● Exercise requirements: Continue the piece below on the animal folk tales of Britain and Ireland, starting right after its last sentence about shamanic ancestors journeying in water and air.

● Document:

The destination for history

Animal folk tales of Britain and Ireland


The scope for my latest book ensured a bountiful story harvest gathered from five countries, rich with their variety of cultures and habitats.

As a performing oral storyteller, I chose much of the material from our vast lore of oral literature – traditional tales – which I have told and have heard from other storytellers. The greater quest for me, therefore, was to fill the gaps as that animal procession bounded, flew, crawled and swam past my mind’s eye. Where were the stories about badgers, now our largest carnivore, and why were there so few about wolves or bears, iconic in our psyche since the ice age?

Unsurprisingly, the most easily found stories come from our comparatively recent, settled past. These are the tales of farmers, fishers and hunters riding over a tamed land. The older, wilder tales come from the places furthest from the ‘home counties’ - perhaps pushed there as our ancestors once were by the tides of conquest – and from Ireland where recent conquest has been but a thin layer over invasions so distant that they are only remembered in mythology.

As I remembered, wrote and researched, patterns seemed to emerge – always a danger in a storyteller as our training allows us to see connections anywhere, stitching random elements into intricate designs. In the chapter entitled ‘Field and Farm’, the domesticated animals are the subject of our interest because we depend upon them and use them. There is an uneasy space where the untamed and domesticated meet. This tension is explored in ‘Wolf and Fox, Enemies of  Old’, and ‘The Black Fox’, found in the chapter entitled ‘Running Wild’. Stories being mirrors to our world, ‘dumb beasts’ are sometimes given human characteristics and behaviours, and as such they rarely give a flattering impression of their subjugators. In the entire collection of 67 tales there is only one in which an animal, unprovoked, wreaks harm on humans. ‘The Otter King’, in the chapter entitled ‘Making Waves’, is a more than vicious and malevolent beast. In these days of celebrating the return of otters to our cleaner waterways, he will not sit well with conservationists. During the first book launch, when I told this story for the first time in 25 years, I needed to acknowledge this. As entry to the evening was by donation, we all decided to give what was collected to the nearest otter sanctuary!

It is in the older stories, those closer to our animistic past, where the outcome in animal/human encounters is less certain. This is shown in our native genre par excellence -the wealth of ‘Selkie’ stories that abound around Irish and Scottish coasts. These creatures, animal in the sea and human on land, recall our shamanic ancestors who became animals in their trances, often journeying in the elements of water and air, where people cannot survive.

● Data shown:
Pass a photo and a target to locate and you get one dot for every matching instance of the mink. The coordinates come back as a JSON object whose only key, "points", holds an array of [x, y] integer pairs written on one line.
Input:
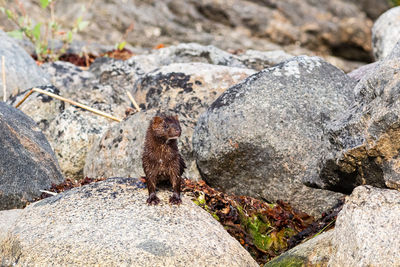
{"points": [[161, 159]]}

● Reply:
In writing this book, and my other collections of Somerset tales, I have felt in a curious position compared with my author friends – the novelists who conjure and create something new and unique. It is my task to write or re-write that which already exists. The creative aspect, for me, is in the choice of stories, how they are to be presented and placed with their neighbours to make the bigger picture, that of the book as a whole. The tales are the tesserae and the book is the mosaic. I realise that, quite unconsciously, I have adapted my writing style to the genre of stories. Any of these are suitable for reading aloud, but the folk tales sound quite different to the more mythic material. That is the shading amongst the layout which in turn defines shapes into images.

I have been blessed in having an animal loving sister to help me with my research. Of a more academic bent than I, she has also had access to university archives in which her ‘dogged’ efforts have unearthed some stories forgotten or unheard in the contemporary storyteller’s canon. I hope this book may return these to the living oral tradition that is celebrated in today’s storytelling revival. The last chapter title, ‘Reclaiming the Right to Roam’, refers both to our desire to renew our connection with Nature and the re-wilding movement. Let us continue to question our relationship with Nature and our exploitation of animals. Let this book afford them a voice and let the ‘dumb beasts’ have the last word.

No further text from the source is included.